(Entries from a dataset)
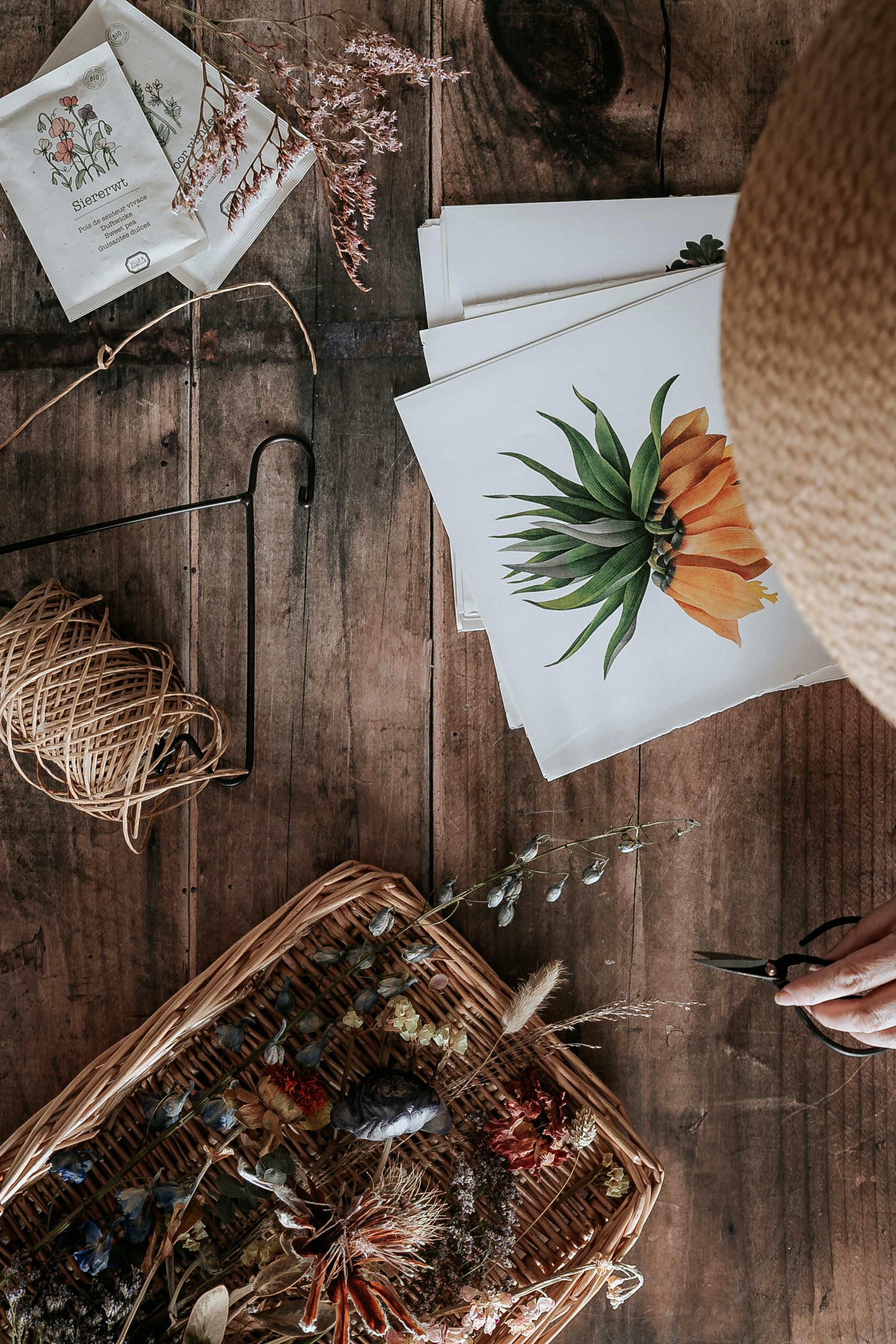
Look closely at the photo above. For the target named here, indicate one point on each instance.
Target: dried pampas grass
(531, 995)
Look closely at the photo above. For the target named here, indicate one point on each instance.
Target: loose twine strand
(94, 713)
(106, 354)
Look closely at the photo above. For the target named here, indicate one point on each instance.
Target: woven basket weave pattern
(178, 1046)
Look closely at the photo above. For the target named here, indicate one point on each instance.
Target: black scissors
(775, 974)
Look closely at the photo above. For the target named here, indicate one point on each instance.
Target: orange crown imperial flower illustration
(676, 514)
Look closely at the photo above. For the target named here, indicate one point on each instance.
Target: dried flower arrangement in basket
(430, 1164)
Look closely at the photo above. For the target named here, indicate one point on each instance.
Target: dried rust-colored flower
(536, 1133)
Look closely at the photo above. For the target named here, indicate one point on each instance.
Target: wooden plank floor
(381, 731)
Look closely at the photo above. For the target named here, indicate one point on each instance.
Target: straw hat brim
(809, 342)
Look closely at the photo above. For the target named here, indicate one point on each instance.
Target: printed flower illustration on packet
(675, 515)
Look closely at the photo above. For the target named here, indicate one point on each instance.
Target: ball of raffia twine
(94, 714)
(809, 342)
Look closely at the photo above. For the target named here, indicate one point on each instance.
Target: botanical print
(163, 115)
(82, 149)
(676, 515)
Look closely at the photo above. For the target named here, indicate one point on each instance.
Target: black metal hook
(304, 495)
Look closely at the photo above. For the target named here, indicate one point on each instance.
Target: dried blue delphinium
(327, 956)
(165, 1111)
(285, 1000)
(418, 952)
(366, 999)
(387, 1104)
(233, 1035)
(73, 1164)
(312, 1054)
(361, 958)
(94, 1256)
(219, 1116)
(393, 986)
(445, 893)
(382, 921)
(274, 1053)
(177, 1194)
(596, 870)
(557, 890)
(136, 1206)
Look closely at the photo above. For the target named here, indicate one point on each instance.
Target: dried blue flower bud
(312, 1054)
(165, 1111)
(364, 999)
(596, 870)
(361, 958)
(177, 1194)
(557, 890)
(327, 956)
(217, 1115)
(285, 1000)
(233, 1035)
(392, 986)
(531, 851)
(498, 894)
(445, 893)
(418, 952)
(382, 921)
(387, 1104)
(73, 1164)
(94, 1256)
(274, 1053)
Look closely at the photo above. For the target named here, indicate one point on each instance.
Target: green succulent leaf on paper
(610, 605)
(606, 439)
(645, 473)
(614, 573)
(606, 487)
(562, 483)
(632, 600)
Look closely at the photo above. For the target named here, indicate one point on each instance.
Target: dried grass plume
(531, 995)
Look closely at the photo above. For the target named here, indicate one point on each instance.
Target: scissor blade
(728, 961)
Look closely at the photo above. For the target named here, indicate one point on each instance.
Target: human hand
(864, 964)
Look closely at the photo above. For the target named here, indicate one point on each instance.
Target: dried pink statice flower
(327, 101)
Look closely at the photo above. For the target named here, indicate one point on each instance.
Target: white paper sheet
(673, 671)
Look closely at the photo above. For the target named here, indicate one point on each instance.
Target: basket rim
(87, 1102)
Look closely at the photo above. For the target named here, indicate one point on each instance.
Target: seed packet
(167, 80)
(90, 185)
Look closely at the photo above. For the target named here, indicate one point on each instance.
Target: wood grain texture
(381, 731)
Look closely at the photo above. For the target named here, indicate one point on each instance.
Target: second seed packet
(90, 185)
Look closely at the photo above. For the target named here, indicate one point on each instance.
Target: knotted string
(106, 354)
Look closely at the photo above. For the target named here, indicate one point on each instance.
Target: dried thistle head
(531, 995)
(583, 1129)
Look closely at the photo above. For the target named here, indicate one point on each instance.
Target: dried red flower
(304, 1089)
(535, 1133)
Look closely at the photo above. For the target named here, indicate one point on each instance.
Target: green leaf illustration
(635, 591)
(614, 573)
(645, 473)
(600, 479)
(612, 605)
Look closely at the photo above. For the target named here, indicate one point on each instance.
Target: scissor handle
(851, 1052)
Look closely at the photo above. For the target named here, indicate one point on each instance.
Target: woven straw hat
(809, 342)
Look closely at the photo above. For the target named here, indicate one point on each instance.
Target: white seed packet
(90, 185)
(167, 80)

TASK OBJECTIVE ::
Every record above should come back exactly, but without its pictures.

EXERCISE SOLUTION ::
Look closely at the photo above. For the target named here, indicate one point on each instance.
Target: dried pampas grass
(531, 995)
Look closely at the photo above. For the target named here, indicate one point on each instance.
Target: loose twine strand
(94, 713)
(106, 354)
Look closely at the photo above. For the target named here, indicate one point on each instance.
Target: woven basket weave pattern
(178, 1046)
Look closely at the photo above. For the target named here, indicate one point on each instance.
Target: black scissors
(775, 974)
Look closely at the photo above. For the target named here, indicate one point on each instance.
Target: orange crown imperial flower illustration
(676, 514)
Look closely at the photo above. For the target named here, indicate one point on each instance.
Target: dried flower arrangement in basket
(430, 1164)
Look closely at the photo above. For the target named here, indicate one point on each instance.
Target: dried rust-colored flower
(536, 1133)
Look closely at the photo above. For the target named here, indicate one point on each instance.
Target: wooden plank floor
(381, 731)
Look closely at the photo above. For the target named here, indicate one point on each instance.
Target: straw hat brim
(809, 342)
Look closely at the photo above. For the target named here, indicate one point on each instance.
Target: printed flower illustration on packet
(675, 515)
Look closely at the photo above. For the target named here, indicate one point on each instance.
Target: ball of raffia twine
(94, 714)
(809, 342)
Look closely at the photo above. For the target named here, indicate one point on each instance.
Target: botanical print
(163, 115)
(82, 149)
(676, 515)
Look closely at the photo above. For the target named here, indicate one point on each instance.
Target: black metal hook
(304, 495)
Look closely at the photo above. For the target named here, indicate one point on each instance.
Target: dried blue delphinium
(327, 956)
(165, 1111)
(285, 1000)
(418, 952)
(366, 999)
(387, 1104)
(233, 1035)
(73, 1164)
(312, 1054)
(361, 958)
(94, 1256)
(219, 1116)
(393, 986)
(445, 893)
(382, 921)
(274, 1053)
(177, 1194)
(596, 870)
(557, 890)
(136, 1206)
Look closely at the photo above. For the target named here, indicate one point on each instance.
Target: dried blue flower bud
(312, 1054)
(165, 1111)
(364, 999)
(596, 870)
(361, 958)
(177, 1194)
(557, 890)
(327, 956)
(217, 1115)
(285, 1000)
(233, 1035)
(392, 986)
(531, 851)
(498, 894)
(445, 893)
(418, 952)
(382, 921)
(387, 1104)
(73, 1164)
(94, 1256)
(274, 1053)
Look closely at the photo above. For the target named here, indicate one point on each instance.
Target: green succulent leaf on paper
(610, 605)
(606, 439)
(645, 473)
(614, 573)
(606, 487)
(562, 483)
(632, 600)
Look closely at the photo above. For the target named here, indicate one point on each instance.
Target: dried grass plume
(531, 995)
Look closely at the photo above. For the target named here, indicate one point on each instance.
Target: scissor blade
(728, 961)
Look closely at the photo above. For the target named here, indicate one point on each instance.
Target: human hand
(864, 964)
Look closely at the photo above. For the target named here, indicate one point on each instance.
Target: dried pink statice flower
(327, 101)
Look closely at the photo above. For the target named here, indicate one point on each instance.
Target: white paper sheet
(673, 671)
Look closely at the photo above. For the target named here, indicate one point on each instance.
Target: basket rim
(87, 1102)
Look closely at the photo above. For the target named here, indicate one point on each instance.
Target: seed packet
(167, 80)
(90, 185)
Look closely at the photo above. For the target named here, indicate one point on each instance.
Target: wood grain texture
(381, 731)
Look closely at the photo above. For the target named here, indicate one point on each instance.
Target: second seed packet
(90, 185)
Look closely at the photo above. For the target named here, indicate one point on each instance.
Target: knotted string
(106, 354)
Look closely at the photo above. For the target named here, indicate one point on each instance.
Target: dried thistle head
(531, 995)
(583, 1129)
Look closely at the photo above. For the target named here, indicate one point on each instance.
Target: dried red flower
(304, 1089)
(535, 1133)
Look closely at the photo above. For the target named here, indicate one point on each instance.
Target: green leaf illustration
(635, 591)
(614, 573)
(645, 473)
(600, 479)
(612, 605)
Look closely at the photo above. For the target named here, indicate one point on each instance.
Target: scissor handle
(851, 1052)
Look closely at the photo above. For the target named here, indicate one point on each instance.
Target: woven straw hat
(809, 342)
Look closely at the photo above. For the target named here, indicate one point on each instance.
Target: white seed packet
(90, 185)
(167, 80)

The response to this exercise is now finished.